— EXERCISE DIRECTIONS —
In the piece on populism below, which three figures are named as fused into one to make up Trump?

— SELECTED EXCERPT —

The Populist Zeitgeist

Across the Atlantic, Donald Trump is about to stomp into the White House and slap his surname onto the front of the place. Trump has been elected on a platform to end free trade, seal the border with Mexico and get tough on Muslims at home. Far from fascism, Trump stands for the same all-American nativism going back to the Know Nothing movement. Trump is the Platonic form of the sinister buffoon. He is Silvio Berlusconi, Nigel Farage and Louis Bonaparte, fused into one and timesed by several billion dollars. The Donald is the idol of all populist charlatans.

A spectre is haunting the world: the spectre of populism! Over the summer, Brexit represented a break with the post-war European settlement. Britain’s leave could be the catalyst for other European states to follow. The far-right see the vote as a ‘patriotic spring’. Europe sees itself as besieged by refugees, and demagogues across the continent are salivating. Europeans can no longer sneer at the vulgar stupidity of American politics.

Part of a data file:
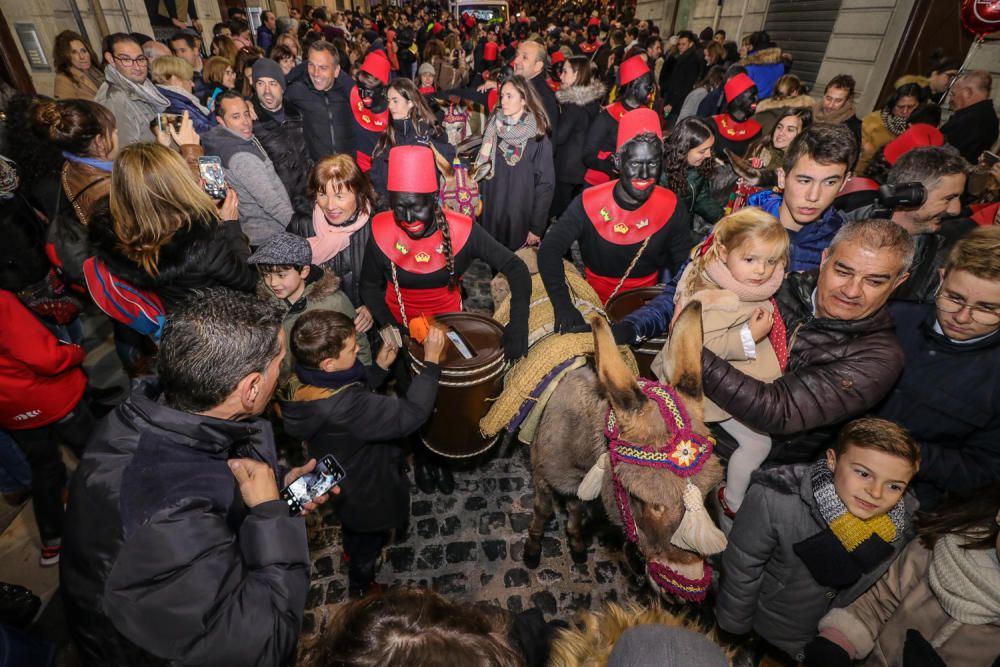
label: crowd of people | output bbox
[0,2,1000,667]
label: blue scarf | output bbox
[63,151,114,171]
[295,360,368,389]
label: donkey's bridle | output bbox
[604,378,715,601]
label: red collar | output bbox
[372,209,472,274]
[583,180,677,245]
[712,113,761,141]
[351,86,389,133]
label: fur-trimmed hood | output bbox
[556,81,608,107]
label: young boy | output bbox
[281,310,447,596]
[247,232,372,381]
[715,418,920,661]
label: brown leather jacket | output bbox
[702,271,903,463]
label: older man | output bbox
[201,90,294,246]
[847,146,976,302]
[878,226,1000,509]
[60,289,334,667]
[941,70,1000,164]
[702,220,913,463]
[94,32,170,146]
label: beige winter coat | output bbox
[819,540,1000,667]
[651,263,781,422]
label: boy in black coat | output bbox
[281,310,447,596]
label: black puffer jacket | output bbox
[702,271,903,463]
[87,208,257,312]
[253,97,313,207]
[59,383,309,667]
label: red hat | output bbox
[386,146,437,194]
[722,72,757,102]
[615,107,663,150]
[618,56,649,86]
[361,51,392,85]
[885,123,944,165]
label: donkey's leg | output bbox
[523,468,555,569]
[566,497,587,563]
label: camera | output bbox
[871,182,927,218]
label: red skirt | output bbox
[385,283,462,324]
[584,267,657,308]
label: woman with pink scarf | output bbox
[288,154,375,333]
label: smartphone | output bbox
[156,113,184,136]
[281,454,347,516]
[198,155,226,199]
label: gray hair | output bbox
[830,218,916,275]
[157,288,282,412]
[886,146,969,190]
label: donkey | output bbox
[524,308,725,601]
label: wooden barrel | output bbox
[408,313,506,459]
[604,287,667,379]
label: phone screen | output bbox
[281,454,347,514]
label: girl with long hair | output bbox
[660,117,725,239]
[473,76,555,250]
[52,30,104,100]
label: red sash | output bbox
[712,113,761,141]
[385,281,462,324]
[583,180,677,245]
[584,267,657,308]
[372,209,472,274]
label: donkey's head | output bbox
[593,301,725,600]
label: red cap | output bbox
[618,56,649,86]
[386,146,437,194]
[722,72,757,102]
[615,107,663,150]
[885,123,944,165]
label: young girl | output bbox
[652,208,789,517]
[805,482,1000,667]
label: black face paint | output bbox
[726,86,757,123]
[615,140,663,208]
[622,72,653,109]
[389,192,437,239]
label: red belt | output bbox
[584,267,657,308]
[385,284,462,324]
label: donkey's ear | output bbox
[590,315,646,411]
[667,300,704,412]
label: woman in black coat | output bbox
[474,76,555,250]
[549,56,608,218]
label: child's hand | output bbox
[747,308,774,343]
[424,327,448,364]
[375,341,399,371]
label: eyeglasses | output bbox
[934,288,1000,327]
[111,56,149,67]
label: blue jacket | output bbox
[877,302,1000,509]
[625,190,846,338]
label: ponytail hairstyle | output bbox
[373,77,442,155]
[31,100,115,157]
[691,207,790,273]
[663,116,715,193]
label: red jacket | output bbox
[0,290,87,431]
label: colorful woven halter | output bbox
[604,378,715,602]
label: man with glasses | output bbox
[94,32,170,147]
[878,226,1000,509]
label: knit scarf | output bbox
[476,112,538,181]
[882,110,910,137]
[928,533,1000,628]
[792,459,906,589]
[295,360,368,389]
[308,204,369,264]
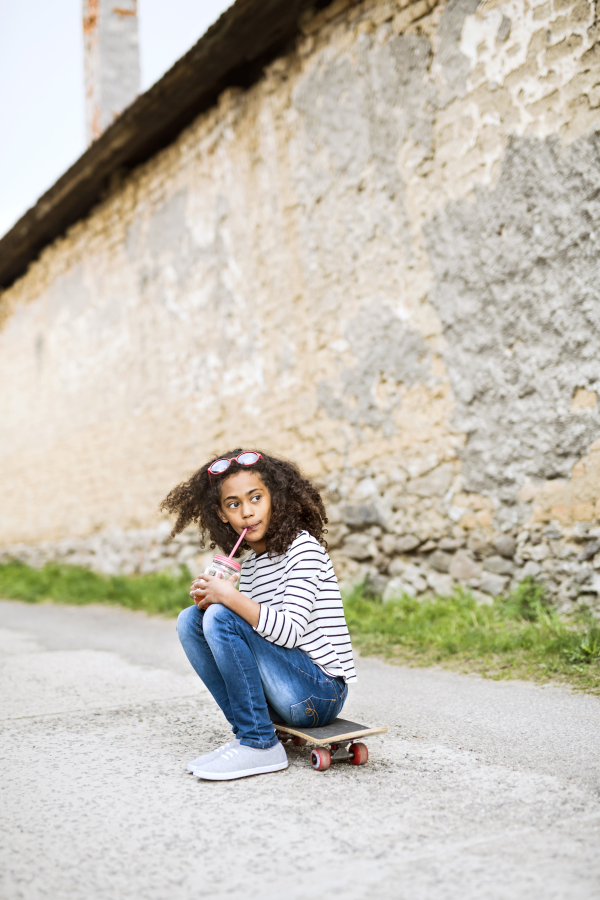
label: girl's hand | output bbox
[190,575,239,609]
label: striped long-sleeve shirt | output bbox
[239,531,356,682]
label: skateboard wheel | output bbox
[310,747,331,772]
[348,743,369,766]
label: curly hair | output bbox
[160,449,327,556]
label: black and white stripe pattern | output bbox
[240,531,356,682]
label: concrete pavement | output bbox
[0,602,600,900]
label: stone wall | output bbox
[0,0,600,608]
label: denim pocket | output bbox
[335,684,348,719]
[290,697,337,728]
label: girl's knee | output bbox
[176,606,198,640]
[202,603,235,637]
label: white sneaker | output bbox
[187,738,240,772]
[194,741,288,781]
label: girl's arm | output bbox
[190,575,260,628]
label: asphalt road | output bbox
[0,602,600,900]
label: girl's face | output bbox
[217,470,271,553]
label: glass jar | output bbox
[204,553,242,580]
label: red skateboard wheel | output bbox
[348,743,369,766]
[310,747,331,772]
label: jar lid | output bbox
[215,553,242,572]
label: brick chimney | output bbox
[83,0,140,145]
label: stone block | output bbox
[427,572,454,597]
[479,572,508,597]
[522,559,542,578]
[483,556,515,575]
[494,534,517,559]
[428,550,452,572]
[467,531,492,556]
[438,537,465,550]
[382,578,416,603]
[450,550,481,581]
[396,534,421,553]
[341,503,381,528]
[343,534,377,562]
[381,534,398,556]
[406,463,454,497]
[529,544,550,562]
[325,524,348,550]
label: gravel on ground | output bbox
[0,601,600,900]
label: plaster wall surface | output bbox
[0,0,600,607]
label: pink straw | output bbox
[227,528,248,559]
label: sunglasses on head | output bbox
[208,450,262,484]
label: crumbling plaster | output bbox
[0,0,600,605]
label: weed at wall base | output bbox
[0,562,600,693]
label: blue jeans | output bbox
[177,603,348,749]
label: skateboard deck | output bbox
[273,719,387,747]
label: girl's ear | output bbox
[215,506,229,525]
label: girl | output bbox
[161,450,356,781]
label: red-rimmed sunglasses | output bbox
[208,450,262,484]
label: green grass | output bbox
[0,562,192,616]
[344,580,600,693]
[0,562,600,693]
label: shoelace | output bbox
[221,747,238,759]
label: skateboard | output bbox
[273,719,387,772]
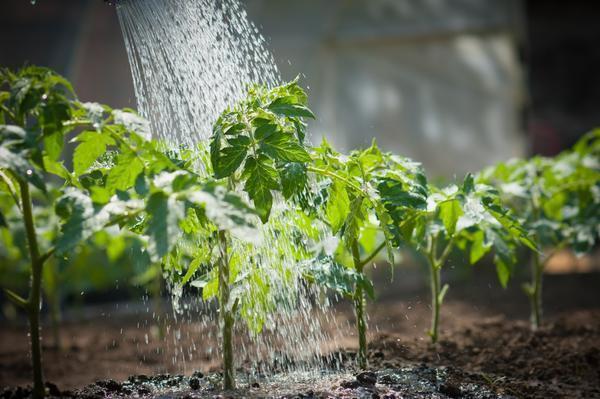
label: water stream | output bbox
[117,0,337,375]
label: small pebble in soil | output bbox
[96,380,121,392]
[189,377,200,391]
[356,371,377,386]
[440,381,462,398]
[192,371,204,379]
[44,382,62,396]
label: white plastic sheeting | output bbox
[247,0,525,177]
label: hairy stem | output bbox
[429,262,442,344]
[352,240,367,369]
[19,181,45,399]
[219,231,235,390]
[529,253,544,330]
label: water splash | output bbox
[117,0,280,145]
[117,0,338,375]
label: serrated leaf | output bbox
[438,199,463,236]
[254,123,279,141]
[260,133,311,162]
[106,153,144,192]
[187,184,261,243]
[55,189,108,254]
[279,162,308,199]
[495,259,511,288]
[462,173,475,194]
[73,132,114,176]
[469,230,492,264]
[44,156,70,180]
[213,145,248,179]
[112,109,152,140]
[268,96,315,119]
[0,147,46,192]
[145,192,185,261]
[325,180,350,234]
[44,131,64,161]
[243,156,279,223]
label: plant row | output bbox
[0,67,600,397]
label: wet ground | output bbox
[0,266,600,398]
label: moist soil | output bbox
[0,273,600,398]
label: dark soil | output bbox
[0,273,600,398]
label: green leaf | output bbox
[260,133,311,162]
[495,259,511,288]
[145,192,185,261]
[325,180,350,234]
[44,131,65,161]
[187,184,255,241]
[73,131,114,176]
[279,162,308,199]
[438,199,463,236]
[0,147,46,192]
[213,145,248,179]
[44,156,70,180]
[243,155,279,223]
[106,152,144,192]
[463,173,475,194]
[254,123,279,141]
[469,230,492,264]
[356,273,375,299]
[55,189,108,254]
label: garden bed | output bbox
[0,273,600,398]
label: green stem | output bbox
[529,253,544,330]
[429,261,441,344]
[48,289,62,351]
[360,241,385,267]
[19,181,45,399]
[219,231,235,390]
[352,240,367,369]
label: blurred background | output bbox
[0,0,600,386]
[0,0,600,177]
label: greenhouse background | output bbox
[0,0,600,177]
[0,0,600,399]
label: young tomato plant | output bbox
[0,67,255,398]
[307,141,425,368]
[0,67,89,398]
[478,130,600,330]
[209,79,314,389]
[384,174,535,343]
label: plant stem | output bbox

— WRITTEN RESPONSE —
Silvio Berlusconi, Nigel Farage and Louis Bonaparte.